**Exercise**: Copy everything from the line containing "Place a dot on every instance of the concrete wall, one" down to the line containing "(1155, 128)", both included, keeping each line unchanged.

[Point annotation entries]
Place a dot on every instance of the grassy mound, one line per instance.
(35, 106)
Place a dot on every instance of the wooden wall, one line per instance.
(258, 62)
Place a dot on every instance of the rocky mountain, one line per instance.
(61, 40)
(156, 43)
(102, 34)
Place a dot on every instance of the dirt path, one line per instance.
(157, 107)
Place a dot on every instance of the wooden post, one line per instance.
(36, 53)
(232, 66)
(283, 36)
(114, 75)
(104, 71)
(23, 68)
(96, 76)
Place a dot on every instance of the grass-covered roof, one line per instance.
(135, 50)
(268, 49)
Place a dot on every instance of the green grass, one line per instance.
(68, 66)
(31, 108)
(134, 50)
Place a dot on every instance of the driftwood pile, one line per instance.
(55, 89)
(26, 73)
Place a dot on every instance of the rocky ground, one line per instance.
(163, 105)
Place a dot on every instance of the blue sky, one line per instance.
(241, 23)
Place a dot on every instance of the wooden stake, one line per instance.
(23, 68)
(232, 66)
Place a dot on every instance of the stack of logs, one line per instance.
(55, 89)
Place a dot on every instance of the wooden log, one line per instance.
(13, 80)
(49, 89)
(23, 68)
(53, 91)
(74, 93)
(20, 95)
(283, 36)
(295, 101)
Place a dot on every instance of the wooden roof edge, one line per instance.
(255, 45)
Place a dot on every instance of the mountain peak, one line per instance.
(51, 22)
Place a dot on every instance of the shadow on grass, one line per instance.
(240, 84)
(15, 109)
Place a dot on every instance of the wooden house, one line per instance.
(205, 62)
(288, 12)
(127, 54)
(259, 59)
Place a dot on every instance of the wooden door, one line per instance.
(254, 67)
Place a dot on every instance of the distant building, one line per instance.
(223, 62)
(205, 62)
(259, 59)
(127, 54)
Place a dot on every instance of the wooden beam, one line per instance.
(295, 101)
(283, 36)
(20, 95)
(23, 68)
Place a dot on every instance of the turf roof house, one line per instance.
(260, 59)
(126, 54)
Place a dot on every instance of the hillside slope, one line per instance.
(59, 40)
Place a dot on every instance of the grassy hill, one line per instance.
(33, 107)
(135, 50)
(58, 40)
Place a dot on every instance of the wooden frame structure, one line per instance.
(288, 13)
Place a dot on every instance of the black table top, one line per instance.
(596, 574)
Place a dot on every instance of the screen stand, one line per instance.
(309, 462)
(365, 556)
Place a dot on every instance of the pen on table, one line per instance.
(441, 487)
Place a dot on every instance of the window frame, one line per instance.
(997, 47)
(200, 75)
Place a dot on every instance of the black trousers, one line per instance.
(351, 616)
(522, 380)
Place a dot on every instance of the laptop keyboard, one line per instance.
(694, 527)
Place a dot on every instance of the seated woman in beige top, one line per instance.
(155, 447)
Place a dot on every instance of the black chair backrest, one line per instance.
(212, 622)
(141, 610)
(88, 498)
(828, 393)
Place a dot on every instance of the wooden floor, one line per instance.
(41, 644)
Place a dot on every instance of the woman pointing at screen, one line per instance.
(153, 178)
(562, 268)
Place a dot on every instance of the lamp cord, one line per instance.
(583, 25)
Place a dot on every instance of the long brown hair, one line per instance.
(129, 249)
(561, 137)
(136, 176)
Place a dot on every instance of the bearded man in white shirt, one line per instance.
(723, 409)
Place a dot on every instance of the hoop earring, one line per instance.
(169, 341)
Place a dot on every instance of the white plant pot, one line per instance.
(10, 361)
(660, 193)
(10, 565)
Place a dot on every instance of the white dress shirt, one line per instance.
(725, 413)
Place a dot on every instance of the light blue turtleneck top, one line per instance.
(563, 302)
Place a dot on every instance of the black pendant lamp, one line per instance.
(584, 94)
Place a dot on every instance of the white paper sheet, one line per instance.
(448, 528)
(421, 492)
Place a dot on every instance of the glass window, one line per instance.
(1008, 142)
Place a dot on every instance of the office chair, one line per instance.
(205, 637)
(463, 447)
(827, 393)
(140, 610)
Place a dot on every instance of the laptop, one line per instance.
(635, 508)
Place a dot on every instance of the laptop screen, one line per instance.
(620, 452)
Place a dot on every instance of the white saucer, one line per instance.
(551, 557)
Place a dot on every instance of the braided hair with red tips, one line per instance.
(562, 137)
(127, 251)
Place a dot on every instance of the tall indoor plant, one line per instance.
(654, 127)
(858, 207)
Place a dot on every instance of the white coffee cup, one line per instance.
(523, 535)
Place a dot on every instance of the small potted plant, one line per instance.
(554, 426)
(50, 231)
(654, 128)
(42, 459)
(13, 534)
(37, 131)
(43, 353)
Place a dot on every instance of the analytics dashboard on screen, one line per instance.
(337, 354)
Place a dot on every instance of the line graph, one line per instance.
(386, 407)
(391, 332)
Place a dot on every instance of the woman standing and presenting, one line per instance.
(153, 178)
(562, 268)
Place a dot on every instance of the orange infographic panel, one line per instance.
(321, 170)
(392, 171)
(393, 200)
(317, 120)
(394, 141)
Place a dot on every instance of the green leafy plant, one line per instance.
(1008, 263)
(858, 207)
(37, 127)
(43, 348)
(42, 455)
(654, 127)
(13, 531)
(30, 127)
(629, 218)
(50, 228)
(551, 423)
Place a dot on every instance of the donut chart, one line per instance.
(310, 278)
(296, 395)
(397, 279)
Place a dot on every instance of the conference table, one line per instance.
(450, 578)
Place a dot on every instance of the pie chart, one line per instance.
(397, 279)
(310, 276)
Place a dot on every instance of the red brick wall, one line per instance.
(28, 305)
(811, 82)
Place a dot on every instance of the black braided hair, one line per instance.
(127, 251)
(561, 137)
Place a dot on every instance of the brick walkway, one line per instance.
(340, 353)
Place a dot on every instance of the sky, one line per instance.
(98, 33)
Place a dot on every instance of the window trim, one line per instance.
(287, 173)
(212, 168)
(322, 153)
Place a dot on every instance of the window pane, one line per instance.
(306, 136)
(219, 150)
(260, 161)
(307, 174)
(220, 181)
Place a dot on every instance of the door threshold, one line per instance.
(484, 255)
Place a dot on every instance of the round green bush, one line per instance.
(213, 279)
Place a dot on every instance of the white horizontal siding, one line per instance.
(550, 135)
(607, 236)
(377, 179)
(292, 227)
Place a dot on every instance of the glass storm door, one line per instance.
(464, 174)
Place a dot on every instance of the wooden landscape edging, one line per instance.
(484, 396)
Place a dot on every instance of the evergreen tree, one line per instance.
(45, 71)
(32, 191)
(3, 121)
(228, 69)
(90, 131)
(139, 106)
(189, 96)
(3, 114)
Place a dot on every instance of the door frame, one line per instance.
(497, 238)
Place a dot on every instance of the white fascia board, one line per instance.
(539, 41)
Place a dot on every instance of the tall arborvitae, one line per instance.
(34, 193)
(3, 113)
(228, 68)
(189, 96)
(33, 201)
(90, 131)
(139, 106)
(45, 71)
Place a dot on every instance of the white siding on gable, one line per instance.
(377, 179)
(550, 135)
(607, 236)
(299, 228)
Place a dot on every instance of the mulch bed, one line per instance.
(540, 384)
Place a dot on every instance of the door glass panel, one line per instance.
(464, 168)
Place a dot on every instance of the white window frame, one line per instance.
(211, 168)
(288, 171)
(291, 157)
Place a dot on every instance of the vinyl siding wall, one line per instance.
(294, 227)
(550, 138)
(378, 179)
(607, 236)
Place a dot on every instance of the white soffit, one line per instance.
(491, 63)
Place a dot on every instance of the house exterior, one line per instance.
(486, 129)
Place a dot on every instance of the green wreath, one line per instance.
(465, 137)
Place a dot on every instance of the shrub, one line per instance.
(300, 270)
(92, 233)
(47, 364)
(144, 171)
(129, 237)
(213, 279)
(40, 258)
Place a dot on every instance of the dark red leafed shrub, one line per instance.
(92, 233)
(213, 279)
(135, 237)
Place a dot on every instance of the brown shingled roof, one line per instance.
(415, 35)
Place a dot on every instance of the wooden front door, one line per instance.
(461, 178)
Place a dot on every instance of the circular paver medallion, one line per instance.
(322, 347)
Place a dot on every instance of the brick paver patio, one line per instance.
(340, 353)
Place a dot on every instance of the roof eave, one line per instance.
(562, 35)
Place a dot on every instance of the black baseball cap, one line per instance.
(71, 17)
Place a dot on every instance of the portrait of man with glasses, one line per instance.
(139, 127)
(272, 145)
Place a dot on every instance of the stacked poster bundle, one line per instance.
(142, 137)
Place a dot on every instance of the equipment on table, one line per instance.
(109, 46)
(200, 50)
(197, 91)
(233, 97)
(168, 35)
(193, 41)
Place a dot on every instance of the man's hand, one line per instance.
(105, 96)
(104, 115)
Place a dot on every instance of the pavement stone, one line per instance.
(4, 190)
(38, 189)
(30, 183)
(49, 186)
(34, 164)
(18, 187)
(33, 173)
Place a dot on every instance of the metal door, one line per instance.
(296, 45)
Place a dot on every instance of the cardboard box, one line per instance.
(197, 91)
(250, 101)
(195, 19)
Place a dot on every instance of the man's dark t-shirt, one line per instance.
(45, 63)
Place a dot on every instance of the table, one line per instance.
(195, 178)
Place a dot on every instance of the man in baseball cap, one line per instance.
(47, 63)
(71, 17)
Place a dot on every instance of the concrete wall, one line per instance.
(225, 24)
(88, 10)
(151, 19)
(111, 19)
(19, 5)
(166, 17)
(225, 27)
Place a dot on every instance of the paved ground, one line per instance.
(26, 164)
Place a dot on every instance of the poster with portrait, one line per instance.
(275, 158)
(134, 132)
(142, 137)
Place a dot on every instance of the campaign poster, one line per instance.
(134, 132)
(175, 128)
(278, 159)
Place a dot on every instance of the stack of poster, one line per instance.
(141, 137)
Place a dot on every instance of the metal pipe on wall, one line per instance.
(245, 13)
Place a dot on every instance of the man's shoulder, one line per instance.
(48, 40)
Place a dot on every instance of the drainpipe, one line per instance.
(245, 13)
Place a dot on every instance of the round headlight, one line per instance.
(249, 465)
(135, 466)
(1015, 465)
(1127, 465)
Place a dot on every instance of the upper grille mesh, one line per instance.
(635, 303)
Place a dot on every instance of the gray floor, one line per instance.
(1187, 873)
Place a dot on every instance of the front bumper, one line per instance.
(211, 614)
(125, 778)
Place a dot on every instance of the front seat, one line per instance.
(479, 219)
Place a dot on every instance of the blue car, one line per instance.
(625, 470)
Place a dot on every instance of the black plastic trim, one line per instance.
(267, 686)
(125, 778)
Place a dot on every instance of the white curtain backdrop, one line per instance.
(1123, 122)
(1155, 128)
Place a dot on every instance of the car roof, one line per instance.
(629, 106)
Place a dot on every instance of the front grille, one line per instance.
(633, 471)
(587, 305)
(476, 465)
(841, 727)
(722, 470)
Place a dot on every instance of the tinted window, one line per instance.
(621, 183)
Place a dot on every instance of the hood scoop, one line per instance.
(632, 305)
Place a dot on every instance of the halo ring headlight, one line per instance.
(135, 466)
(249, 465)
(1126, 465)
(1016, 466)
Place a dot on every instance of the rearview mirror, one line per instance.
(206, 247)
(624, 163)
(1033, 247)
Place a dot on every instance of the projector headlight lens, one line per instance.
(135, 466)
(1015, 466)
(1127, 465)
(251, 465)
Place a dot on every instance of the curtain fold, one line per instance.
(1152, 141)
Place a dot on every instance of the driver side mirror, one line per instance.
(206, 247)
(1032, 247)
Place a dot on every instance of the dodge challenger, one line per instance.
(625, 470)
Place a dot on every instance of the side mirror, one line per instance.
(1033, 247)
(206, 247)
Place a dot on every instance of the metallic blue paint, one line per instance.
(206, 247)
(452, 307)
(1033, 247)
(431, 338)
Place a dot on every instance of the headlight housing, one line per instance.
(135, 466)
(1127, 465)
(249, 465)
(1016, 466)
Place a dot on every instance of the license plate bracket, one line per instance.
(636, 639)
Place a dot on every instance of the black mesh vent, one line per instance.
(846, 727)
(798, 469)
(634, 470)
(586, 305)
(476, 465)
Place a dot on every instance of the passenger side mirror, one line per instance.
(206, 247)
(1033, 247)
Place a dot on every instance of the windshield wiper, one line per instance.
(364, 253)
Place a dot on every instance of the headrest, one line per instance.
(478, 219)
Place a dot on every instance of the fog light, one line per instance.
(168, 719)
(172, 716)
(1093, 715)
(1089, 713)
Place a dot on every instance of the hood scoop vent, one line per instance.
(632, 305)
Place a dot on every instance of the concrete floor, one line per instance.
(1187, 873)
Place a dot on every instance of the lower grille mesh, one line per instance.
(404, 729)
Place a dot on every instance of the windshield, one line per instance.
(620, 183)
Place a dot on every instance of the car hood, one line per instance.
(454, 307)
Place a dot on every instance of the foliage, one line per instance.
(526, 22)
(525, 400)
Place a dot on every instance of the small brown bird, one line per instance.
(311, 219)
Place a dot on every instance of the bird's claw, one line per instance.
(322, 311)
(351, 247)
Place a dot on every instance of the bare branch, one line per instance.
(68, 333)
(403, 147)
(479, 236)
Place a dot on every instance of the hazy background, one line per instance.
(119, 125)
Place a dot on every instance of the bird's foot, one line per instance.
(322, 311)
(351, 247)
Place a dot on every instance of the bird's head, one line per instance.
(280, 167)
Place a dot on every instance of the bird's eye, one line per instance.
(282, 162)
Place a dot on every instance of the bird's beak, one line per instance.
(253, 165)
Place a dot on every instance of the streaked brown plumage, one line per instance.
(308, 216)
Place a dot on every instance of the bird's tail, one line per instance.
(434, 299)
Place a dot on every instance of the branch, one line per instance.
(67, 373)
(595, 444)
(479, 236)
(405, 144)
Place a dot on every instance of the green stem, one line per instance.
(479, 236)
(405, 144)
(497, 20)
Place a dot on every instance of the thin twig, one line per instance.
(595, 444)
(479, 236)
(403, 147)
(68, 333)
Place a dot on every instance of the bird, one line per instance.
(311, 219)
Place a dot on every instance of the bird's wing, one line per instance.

**Solution to this task**:
Place a dot on every instance of the concrete wall, one line per instance.
(225, 24)
(88, 10)
(151, 19)
(111, 19)
(19, 5)
(166, 17)
(225, 27)
Place a dot on every instance of the paved ground, one line per instance.
(26, 164)
Place a dot on every instance of the poster with portrait, one line per instance.
(275, 158)
(134, 132)
(142, 137)
Place a dot on every instance of the campaign poster, one line per instance.
(134, 132)
(175, 128)
(278, 159)
Place a dot on every instance of the stack of poster, one line per instance.
(141, 137)
Place a dot on every instance of the metal pipe on wall, one line per instance.
(245, 13)
Place a dot on every instance of the man's shoulder, one line per instance.
(48, 40)
Place a dot on every instance of the drainpipe, one line per instance.
(245, 13)
Place a dot on every instance of the round headlight, one line per instance.
(249, 465)
(135, 466)
(1015, 465)
(1127, 465)
Place a dot on every instance of the upper grille mesh, one line per instance.
(635, 303)
Place a dot on every instance of the gray floor, one line per instance.
(1187, 873)
Place a dot on every instance of the front bumper, one line per instance.
(211, 614)
(125, 778)
Place a dot on every instance of the front seat, one line per instance.
(479, 219)
Place a dot on every instance of the blue car, one line per instance.
(625, 470)
Place a dot on every instance of the black plastic trim, one line per instance.
(267, 686)
(125, 778)
Place a dot on every instance of the white curtain backdrop, one line per instance.
(1123, 122)
(1155, 128)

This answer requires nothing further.